→ **Recorded data**
━━━

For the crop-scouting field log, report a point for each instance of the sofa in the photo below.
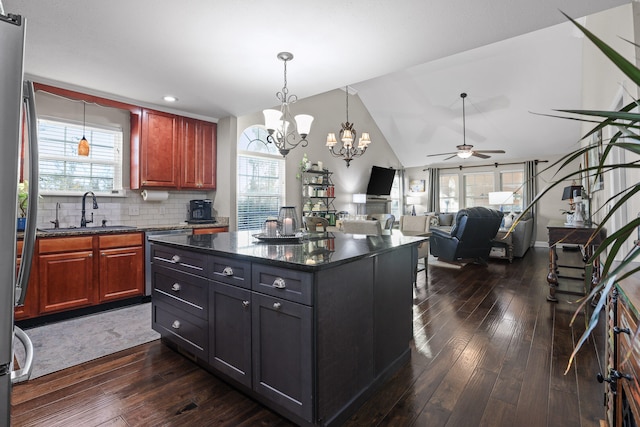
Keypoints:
(522, 235)
(470, 236)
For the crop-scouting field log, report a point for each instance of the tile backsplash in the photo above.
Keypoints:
(130, 210)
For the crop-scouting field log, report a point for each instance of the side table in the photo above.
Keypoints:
(503, 240)
(573, 235)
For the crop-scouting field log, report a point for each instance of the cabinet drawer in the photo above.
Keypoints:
(283, 283)
(120, 240)
(231, 271)
(189, 332)
(190, 262)
(184, 291)
(65, 244)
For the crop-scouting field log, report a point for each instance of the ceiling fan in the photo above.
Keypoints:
(466, 150)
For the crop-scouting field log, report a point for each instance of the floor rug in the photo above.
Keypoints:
(435, 262)
(68, 343)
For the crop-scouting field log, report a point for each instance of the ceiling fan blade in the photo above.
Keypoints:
(442, 154)
(489, 151)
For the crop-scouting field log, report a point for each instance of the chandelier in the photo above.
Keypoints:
(347, 136)
(282, 127)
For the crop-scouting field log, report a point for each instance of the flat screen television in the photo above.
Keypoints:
(380, 181)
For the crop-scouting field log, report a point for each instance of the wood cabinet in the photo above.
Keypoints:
(30, 307)
(172, 152)
(121, 266)
(65, 267)
(159, 154)
(80, 271)
(198, 150)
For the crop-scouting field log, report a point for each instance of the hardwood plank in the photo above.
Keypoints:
(488, 350)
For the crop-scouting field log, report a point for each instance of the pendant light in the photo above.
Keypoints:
(83, 145)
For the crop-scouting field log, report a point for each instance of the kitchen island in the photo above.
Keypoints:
(310, 329)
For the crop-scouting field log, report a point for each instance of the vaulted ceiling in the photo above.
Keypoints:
(409, 61)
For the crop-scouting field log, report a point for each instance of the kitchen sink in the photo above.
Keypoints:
(95, 229)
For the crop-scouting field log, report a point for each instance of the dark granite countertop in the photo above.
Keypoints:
(313, 252)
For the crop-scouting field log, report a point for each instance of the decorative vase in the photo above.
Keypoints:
(287, 221)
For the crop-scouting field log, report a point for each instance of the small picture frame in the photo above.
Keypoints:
(417, 185)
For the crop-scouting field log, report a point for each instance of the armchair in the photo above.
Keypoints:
(470, 237)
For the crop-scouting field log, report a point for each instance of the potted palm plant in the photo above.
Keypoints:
(23, 204)
(625, 124)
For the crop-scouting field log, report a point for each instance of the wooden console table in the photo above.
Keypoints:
(573, 235)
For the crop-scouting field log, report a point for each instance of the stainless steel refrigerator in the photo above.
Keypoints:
(16, 104)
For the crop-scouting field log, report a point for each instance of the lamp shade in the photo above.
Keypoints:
(570, 192)
(501, 198)
(359, 198)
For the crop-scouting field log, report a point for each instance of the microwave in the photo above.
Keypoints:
(200, 211)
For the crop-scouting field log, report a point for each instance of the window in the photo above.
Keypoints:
(477, 187)
(62, 171)
(512, 181)
(395, 197)
(261, 172)
(449, 193)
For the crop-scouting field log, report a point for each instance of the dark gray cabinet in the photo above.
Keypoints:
(311, 345)
(230, 331)
(282, 360)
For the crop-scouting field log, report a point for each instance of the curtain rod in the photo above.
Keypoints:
(496, 164)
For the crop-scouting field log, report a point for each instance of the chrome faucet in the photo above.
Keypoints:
(56, 223)
(83, 220)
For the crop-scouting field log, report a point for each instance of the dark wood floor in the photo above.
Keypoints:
(488, 350)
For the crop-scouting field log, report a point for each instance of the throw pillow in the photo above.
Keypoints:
(445, 219)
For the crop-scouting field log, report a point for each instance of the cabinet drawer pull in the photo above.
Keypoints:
(279, 283)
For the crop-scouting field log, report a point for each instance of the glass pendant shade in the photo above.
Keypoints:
(83, 144)
(83, 147)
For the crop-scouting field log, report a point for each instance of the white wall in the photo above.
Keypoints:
(328, 110)
(603, 86)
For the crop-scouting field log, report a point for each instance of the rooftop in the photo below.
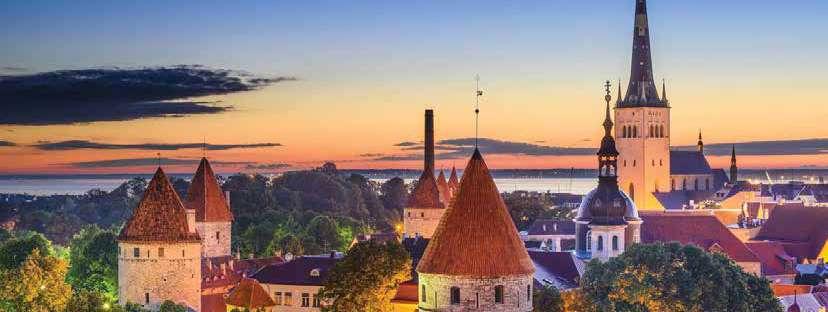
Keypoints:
(160, 216)
(476, 236)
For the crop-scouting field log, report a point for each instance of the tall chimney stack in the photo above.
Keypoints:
(429, 142)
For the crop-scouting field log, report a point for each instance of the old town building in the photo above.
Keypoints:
(476, 260)
(159, 251)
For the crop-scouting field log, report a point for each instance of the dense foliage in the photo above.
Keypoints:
(307, 212)
(366, 279)
(94, 259)
(672, 277)
(547, 299)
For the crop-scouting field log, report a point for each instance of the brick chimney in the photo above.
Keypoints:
(428, 166)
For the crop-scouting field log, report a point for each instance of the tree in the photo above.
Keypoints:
(16, 250)
(547, 299)
(672, 277)
(37, 285)
(94, 259)
(169, 306)
(367, 277)
(324, 232)
(89, 301)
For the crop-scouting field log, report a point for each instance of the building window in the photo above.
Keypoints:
(288, 299)
(316, 302)
(455, 295)
(499, 294)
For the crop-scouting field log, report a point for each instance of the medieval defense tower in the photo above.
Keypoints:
(159, 251)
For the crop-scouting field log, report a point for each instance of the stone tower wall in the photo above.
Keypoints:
(175, 275)
(644, 161)
(421, 221)
(476, 294)
(213, 246)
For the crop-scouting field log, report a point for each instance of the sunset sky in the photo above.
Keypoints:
(348, 81)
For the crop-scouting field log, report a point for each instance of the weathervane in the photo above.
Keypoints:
(477, 96)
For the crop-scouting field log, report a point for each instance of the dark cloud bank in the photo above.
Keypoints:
(461, 148)
(149, 161)
(83, 144)
(89, 95)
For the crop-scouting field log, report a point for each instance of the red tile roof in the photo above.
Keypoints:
(476, 236)
(774, 259)
(213, 303)
(206, 197)
(407, 292)
(454, 183)
(704, 231)
(249, 294)
(442, 186)
(795, 224)
(781, 290)
(160, 216)
(426, 194)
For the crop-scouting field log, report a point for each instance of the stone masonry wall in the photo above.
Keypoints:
(422, 222)
(213, 246)
(175, 275)
(476, 294)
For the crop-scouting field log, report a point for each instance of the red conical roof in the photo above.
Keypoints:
(442, 186)
(426, 194)
(454, 183)
(249, 294)
(476, 236)
(160, 216)
(206, 196)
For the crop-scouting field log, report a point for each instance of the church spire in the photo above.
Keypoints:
(641, 90)
(607, 154)
(734, 170)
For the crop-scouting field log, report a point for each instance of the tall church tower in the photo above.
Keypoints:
(643, 124)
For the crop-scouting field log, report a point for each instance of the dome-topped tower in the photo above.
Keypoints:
(607, 219)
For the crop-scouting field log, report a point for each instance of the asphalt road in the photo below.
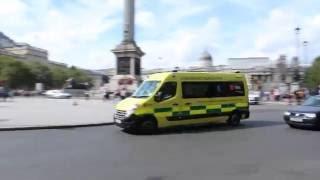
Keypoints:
(263, 148)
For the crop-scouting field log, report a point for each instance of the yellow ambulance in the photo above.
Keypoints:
(184, 98)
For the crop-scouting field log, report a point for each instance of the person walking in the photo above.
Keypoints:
(123, 93)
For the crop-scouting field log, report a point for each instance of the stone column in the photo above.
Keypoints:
(129, 20)
(132, 66)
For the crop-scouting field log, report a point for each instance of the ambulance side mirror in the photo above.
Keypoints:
(158, 96)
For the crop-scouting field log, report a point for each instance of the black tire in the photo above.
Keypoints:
(148, 126)
(234, 120)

━━━

→ **WORK ORDER**
An exact retyping of the entries, without images, is the required answer.

→ **ANSWER TO THIS PROBLEM**
For the crop-scouting field log, report a point for each instance of the sofa in the photo below.
Keypoints:
(522, 235)
(470, 236)
For the crop-scouting field log, report a point for each instance of the tile backsplash in the photo above.
Keypoints:
(130, 210)
For the crop-scouting field log, report a point for each instance of the side table in the photo above.
Keypoints:
(503, 240)
(573, 235)
For the crop-scouting field log, report a point for each instance of the cabinet drawer in the photo above.
Keypoints:
(283, 283)
(120, 240)
(231, 271)
(189, 332)
(190, 262)
(184, 291)
(65, 244)
For the crop-scouting field log, report a point for each instance of the ceiling fan in the photo above.
Keypoints:
(466, 150)
For the crop-scouting field log, report a point for each instance of the floor rug in the photo above.
Keypoints:
(435, 262)
(68, 343)
For the crop-scouting field log, report a point for each instance of the ceiling fan blade in the photo above.
Keypoints:
(442, 154)
(489, 151)
For the crop-scouting field log, report a point for each instance of the chandelier in the photo above.
Keypoints:
(347, 136)
(282, 127)
For the crop-scouting field log, report a point for each instance of the flat screen television in the photo above.
Keypoints:
(380, 181)
For the crop-scouting field log, report a point for each instance of the wood cabinet in the photo above.
Keypoints:
(30, 307)
(172, 152)
(121, 266)
(65, 267)
(159, 154)
(80, 271)
(198, 150)
For the crop-scouting field log, report a point for each instance of the hardwood plank in the photo above.
Keypoints:
(488, 350)
For the crop-scouting field log, report a point for each instance of the pendant light in the photo above.
Keypoints:
(83, 145)
For the crop-scouting field log, report a point for each instance of the kitchen island in the photo above.
Keypoints:
(310, 329)
For the crop-scouting field log, report a point for each instance of the vaulted ceiling in the photo above.
Keypoints:
(409, 61)
For the crop-scouting field log, report a point for each instance of the kitchen sink in the photo above.
Keypoints:
(95, 229)
For the crop-scouting field log, report a point for each instance of the dark granite countertop in the photo above.
Keypoints:
(313, 252)
For the crop-scouting field log, report a point for each instance of the decorative vase in the photo above.
Keypoints:
(287, 221)
For the crop-scouting field log, report a point for each instance of the small picture frame in the photo above.
Keypoints:
(417, 185)
For the crop-scouting field log, report a point for each instance of the armchair in the photo above.
Keypoints:
(470, 237)
For the crop-scouting field log, report a point for each instance of the potted palm plant in the photo above.
Keypoints:
(23, 204)
(625, 124)
For the crop-scouting field log, report a point for each instance of the wooden console table in the photo above.
Keypoints:
(573, 235)
For the crop-scouting field log, report a point for each instance of the stainless steel refrigerator in the photo above.
Keypoints:
(16, 104)
For the crop-scouting field log, report a point for each instance of the lamp shade in the photo above.
Keypoints:
(570, 192)
(501, 198)
(359, 198)
For the crop-scouting field log, report a point for each instance of the microwave in the photo above.
Keypoints:
(200, 211)
For the crop-scouting field log, report a point for each instance of the window in the photo above.
Keypoints:
(477, 187)
(62, 171)
(512, 181)
(395, 197)
(261, 172)
(449, 193)
For the crop-scouting field log, report a point for each instance of the dark gray cabinet in the photo above.
Keypoints:
(311, 345)
(230, 331)
(282, 360)
For the crop-scouting field log, report a point for each instance of the curtain rod in the photo above.
Keypoints:
(496, 164)
For the crop-scouting field log, report a point for each instance of the chrome faucet in the photo above.
Keypoints:
(56, 223)
(83, 220)
For the crop-scouting field log, report a point for each instance of the dark wood floor in the photo above.
Keypoints:
(488, 350)
For the crop-scouting field log, report a point for each instance of the throw pillow in the photo above.
Keypoints:
(445, 219)
For the crop-scouting field log, report a point for each instance of the cabinet drawer pull in the photo above.
Keypoints:
(279, 283)
For the crop-scouting field log, report a point for each instance of the glass pendant shade in the photo above.
Keypoints:
(83, 144)
(83, 147)
For the crop-scouting field log, report a point for each instance of the white wall in the photo above.
Keypoints:
(328, 110)
(603, 86)
For the crop-scouting field log, report a point for each instance of the rooftop in the photo below.
Keypoints:
(160, 216)
(476, 236)
For the crop-scouting field log, report a point for each instance of the tall chimney stack in the photo above.
Keypoints:
(429, 142)
For the crop-scouting field log, report a point for each instance of the old town building in the photo above.
Keypoints:
(476, 260)
(159, 251)
For the crop-scouting field log, report a point for each instance of the dense foliage in the photo above.
Keypoints:
(307, 212)
(366, 279)
(94, 259)
(672, 277)
(547, 299)
For the crop-scouting field log, report a point for each instance of the brick chimney in the photo above.
Keypoints:
(428, 166)
For the crop-scouting field log, report a point for each instance of the tree in the photo above.
Keypoints:
(16, 250)
(547, 299)
(672, 277)
(37, 285)
(94, 259)
(169, 306)
(367, 277)
(324, 232)
(89, 301)
For the crop-scouting field log, report a point for each instance of the building window in the photo above.
Keypoints:
(288, 299)
(316, 302)
(455, 295)
(499, 294)
For the crop-scouting field log, report a point for each instance of the medieval defense tower in the photo above.
Keypoints:
(159, 251)
For the crop-scouting field log, report a point for each instance of the stone tower wall in the photo above.
Keypoints:
(175, 275)
(644, 161)
(421, 221)
(476, 294)
(213, 246)
For the crop-scouting field log, report a point for each instance of the sunset sky in the photo above.
Keypoints:
(348, 81)
For the crop-scouting field log, report a point for each instance of the weathervane in the photo above.
Keypoints:
(477, 96)
For the crop-scouting field log, report a point for each instance of the dark cloud bank in the photo above.
Keypoints:
(461, 148)
(149, 161)
(83, 144)
(89, 95)
For the crop-scouting field log, report a point for each instance of the red tile roof in the photo above.
Keypoints:
(476, 236)
(774, 259)
(213, 303)
(206, 197)
(407, 292)
(454, 183)
(704, 231)
(249, 294)
(442, 186)
(795, 224)
(781, 290)
(160, 216)
(426, 194)
For the crop-scouting field log, report a point for each instance of the stone masonry wall in the photo above.
Keypoints:
(422, 222)
(213, 246)
(175, 275)
(476, 294)
For the crop-scouting field log, report a point for each instance of the red conical roof in the photo above.
Keypoints:
(442, 186)
(426, 194)
(454, 183)
(249, 294)
(476, 236)
(160, 216)
(206, 196)
For the crop-scouting field log, report a point for each instance of the church spire in the photo above.
Keypoints:
(641, 90)
(607, 154)
(734, 170)
For the crop-scouting field log, report a point for each instance of the tall church tower in the photo above.
Keypoints:
(643, 124)
For the crop-scouting field log, report a point for each instance of the dome-topped tower in the photo above.
Keypoints:
(607, 219)
For the crop-scouting field log, report a point for each instance of the asphalt road in the photo below.
Keypoints:
(263, 148)
For the crop-scouting field log, report a point for each instance of the yellow ambulance in the photo above.
Keypoints:
(184, 98)
For the crop-scouting field log, report a point for each instance of the person walking in the photo above.
Keypoints:
(123, 93)
For the crop-scouting field log, report a point for each instance of the stone column in the photo above.
Keypoints:
(129, 20)
(132, 66)
For the crop-scouting field log, report a point for each instance of the ambulance side mirror in the photo above.
Keypoints:
(158, 96)
For the crop-scouting field log, report a point for each instance of the black tire in the photo above.
Keypoints:
(148, 126)
(234, 120)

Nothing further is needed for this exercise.